### [What this task involves]
Look below for the line with "Place one point per instance of the road surface, the", then repeat it and all lines after it, exactly, minus any pictures.

Point placement records:
====

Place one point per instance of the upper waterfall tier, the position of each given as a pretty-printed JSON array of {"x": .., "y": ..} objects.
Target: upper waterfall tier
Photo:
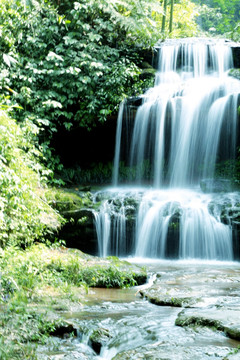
[{"x": 186, "y": 122}]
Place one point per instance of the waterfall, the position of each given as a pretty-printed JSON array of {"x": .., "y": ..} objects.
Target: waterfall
[{"x": 185, "y": 123}]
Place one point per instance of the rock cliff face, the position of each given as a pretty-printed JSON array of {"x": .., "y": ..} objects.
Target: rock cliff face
[
  {"x": 80, "y": 211},
  {"x": 233, "y": 45}
]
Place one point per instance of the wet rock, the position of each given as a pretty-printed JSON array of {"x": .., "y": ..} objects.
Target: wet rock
[
  {"x": 169, "y": 296},
  {"x": 99, "y": 338},
  {"x": 64, "y": 329},
  {"x": 162, "y": 351},
  {"x": 222, "y": 319},
  {"x": 215, "y": 185}
]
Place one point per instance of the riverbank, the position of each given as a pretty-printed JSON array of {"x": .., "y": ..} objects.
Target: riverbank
[{"x": 38, "y": 284}]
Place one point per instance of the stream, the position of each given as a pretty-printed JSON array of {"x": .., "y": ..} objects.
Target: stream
[{"x": 135, "y": 328}]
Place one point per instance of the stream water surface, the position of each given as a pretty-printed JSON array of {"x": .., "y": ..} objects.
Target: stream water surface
[{"x": 139, "y": 329}]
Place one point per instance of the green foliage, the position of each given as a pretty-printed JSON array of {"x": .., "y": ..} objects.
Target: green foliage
[
  {"x": 22, "y": 211},
  {"x": 69, "y": 64},
  {"x": 219, "y": 16}
]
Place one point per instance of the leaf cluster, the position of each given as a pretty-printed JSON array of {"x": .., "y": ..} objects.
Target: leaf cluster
[{"x": 22, "y": 211}]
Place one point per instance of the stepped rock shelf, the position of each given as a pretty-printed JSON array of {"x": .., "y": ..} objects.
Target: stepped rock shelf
[{"x": 172, "y": 139}]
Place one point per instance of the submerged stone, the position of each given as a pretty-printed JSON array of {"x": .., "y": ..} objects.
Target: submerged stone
[{"x": 222, "y": 319}]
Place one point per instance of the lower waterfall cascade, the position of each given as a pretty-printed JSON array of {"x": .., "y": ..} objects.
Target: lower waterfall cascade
[{"x": 171, "y": 143}]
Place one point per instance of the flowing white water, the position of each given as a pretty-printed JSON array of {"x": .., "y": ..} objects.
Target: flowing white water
[{"x": 186, "y": 122}]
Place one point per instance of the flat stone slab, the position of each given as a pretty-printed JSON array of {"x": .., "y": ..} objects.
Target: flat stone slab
[
  {"x": 161, "y": 351},
  {"x": 199, "y": 287}
]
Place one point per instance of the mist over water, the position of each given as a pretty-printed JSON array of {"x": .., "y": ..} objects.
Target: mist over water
[{"x": 185, "y": 123}]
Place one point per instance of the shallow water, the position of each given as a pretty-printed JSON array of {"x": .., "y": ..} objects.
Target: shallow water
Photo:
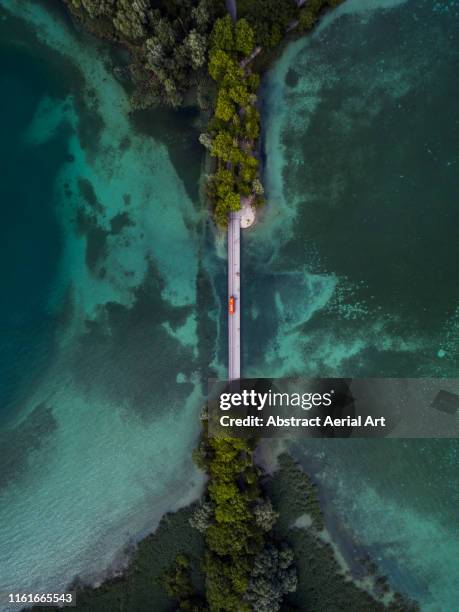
[
  {"x": 93, "y": 447},
  {"x": 101, "y": 373},
  {"x": 359, "y": 250}
]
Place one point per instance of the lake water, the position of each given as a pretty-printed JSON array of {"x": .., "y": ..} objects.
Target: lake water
[
  {"x": 115, "y": 290},
  {"x": 358, "y": 256},
  {"x": 102, "y": 250}
]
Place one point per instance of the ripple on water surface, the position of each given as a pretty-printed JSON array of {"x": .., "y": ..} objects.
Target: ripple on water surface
[
  {"x": 93, "y": 452},
  {"x": 360, "y": 252}
]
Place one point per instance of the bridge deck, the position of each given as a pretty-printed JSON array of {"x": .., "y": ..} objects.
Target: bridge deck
[{"x": 234, "y": 290}]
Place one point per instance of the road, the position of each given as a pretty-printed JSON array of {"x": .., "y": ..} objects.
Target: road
[{"x": 234, "y": 290}]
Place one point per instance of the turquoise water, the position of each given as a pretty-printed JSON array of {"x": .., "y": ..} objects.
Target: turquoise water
[
  {"x": 111, "y": 334},
  {"x": 30, "y": 239},
  {"x": 359, "y": 249},
  {"x": 102, "y": 355}
]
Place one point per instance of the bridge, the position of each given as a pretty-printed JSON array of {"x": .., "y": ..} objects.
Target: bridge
[{"x": 234, "y": 293}]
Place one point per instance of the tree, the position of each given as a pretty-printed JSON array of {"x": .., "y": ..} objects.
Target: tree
[
  {"x": 265, "y": 516},
  {"x": 196, "y": 45},
  {"x": 222, "y": 36},
  {"x": 202, "y": 517},
  {"x": 225, "y": 148},
  {"x": 244, "y": 37},
  {"x": 273, "y": 576},
  {"x": 176, "y": 580},
  {"x": 224, "y": 108}
]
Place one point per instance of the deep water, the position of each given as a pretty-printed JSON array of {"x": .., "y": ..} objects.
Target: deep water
[
  {"x": 103, "y": 259},
  {"x": 30, "y": 240},
  {"x": 357, "y": 258},
  {"x": 114, "y": 288}
]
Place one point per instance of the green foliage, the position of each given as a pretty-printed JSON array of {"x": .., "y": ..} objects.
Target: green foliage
[
  {"x": 222, "y": 36},
  {"x": 176, "y": 580},
  {"x": 225, "y": 108},
  {"x": 202, "y": 517},
  {"x": 236, "y": 122},
  {"x": 168, "y": 40},
  {"x": 268, "y": 18},
  {"x": 244, "y": 37},
  {"x": 273, "y": 575}
]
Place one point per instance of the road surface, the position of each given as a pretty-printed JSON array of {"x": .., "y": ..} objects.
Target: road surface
[{"x": 234, "y": 290}]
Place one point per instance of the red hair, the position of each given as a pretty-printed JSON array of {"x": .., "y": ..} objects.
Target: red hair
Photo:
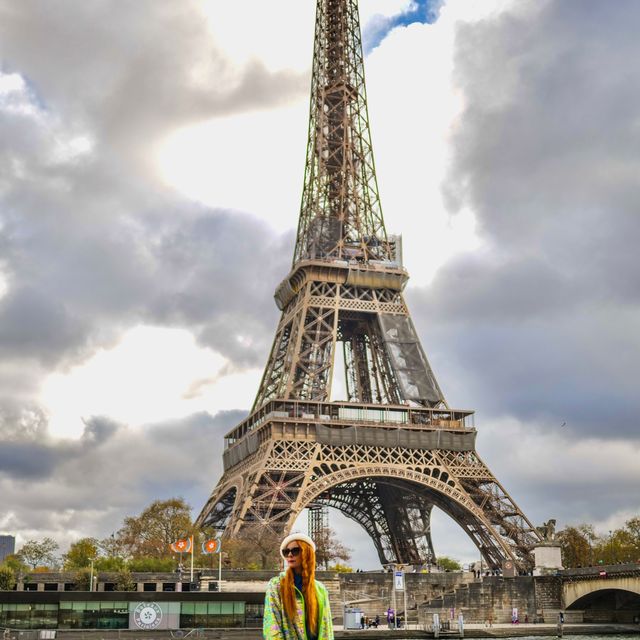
[{"x": 287, "y": 589}]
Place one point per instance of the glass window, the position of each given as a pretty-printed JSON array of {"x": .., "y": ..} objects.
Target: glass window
[{"x": 227, "y": 607}]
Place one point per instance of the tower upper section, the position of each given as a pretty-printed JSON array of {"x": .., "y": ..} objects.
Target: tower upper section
[{"x": 340, "y": 216}]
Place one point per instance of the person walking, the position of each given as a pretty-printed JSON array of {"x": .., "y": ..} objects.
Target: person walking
[{"x": 296, "y": 605}]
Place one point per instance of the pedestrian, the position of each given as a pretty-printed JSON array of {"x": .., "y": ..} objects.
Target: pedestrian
[{"x": 296, "y": 605}]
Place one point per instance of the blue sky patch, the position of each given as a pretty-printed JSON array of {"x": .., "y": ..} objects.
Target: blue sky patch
[{"x": 377, "y": 29}]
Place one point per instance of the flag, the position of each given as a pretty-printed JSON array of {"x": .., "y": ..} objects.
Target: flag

====

### [Reply]
Place one point per instance of the road surface, the position of each given as a pretty-printed JSON array of {"x": .., "y": ..} objects.
Target: road surface
[{"x": 234, "y": 290}]
Place one point per instance of the red hair, the position of each given as a pretty-printed JSON array of {"x": .., "y": ..} objects.
Target: red hair
Photo:
[{"x": 287, "y": 589}]
Place one point per instance of the glass window, the position of each given as a pretty-printed JSON array of {"x": .., "y": ..} objects.
Target: glass window
[{"x": 227, "y": 607}]
Place one point per instance of the tower upper section, the position of each given as a pretty-printed JSON array of {"x": .., "y": ..} objects.
Target: tower upper section
[{"x": 340, "y": 216}]
Place one point per instance of the person walking, the position of each given as a pretty-printed JSON array of {"x": .., "y": ..} objects.
Target: person walking
[{"x": 296, "y": 605}]
Place one point per instance of the pedestrian, the position of each given as a pretty-printed JSON array of {"x": .., "y": ..} objects.
Target: pedestrian
[{"x": 296, "y": 605}]
Place one point per instance of the blue sky patch, the position of each given as a pretty-printed JSON array of {"x": .., "y": ..} objects.
Target: blue sky patch
[{"x": 377, "y": 29}]
Place one point per instance of the flag, the position of each given as a pretty-printed JSON array of {"x": .., "y": ..} objects.
Target: flag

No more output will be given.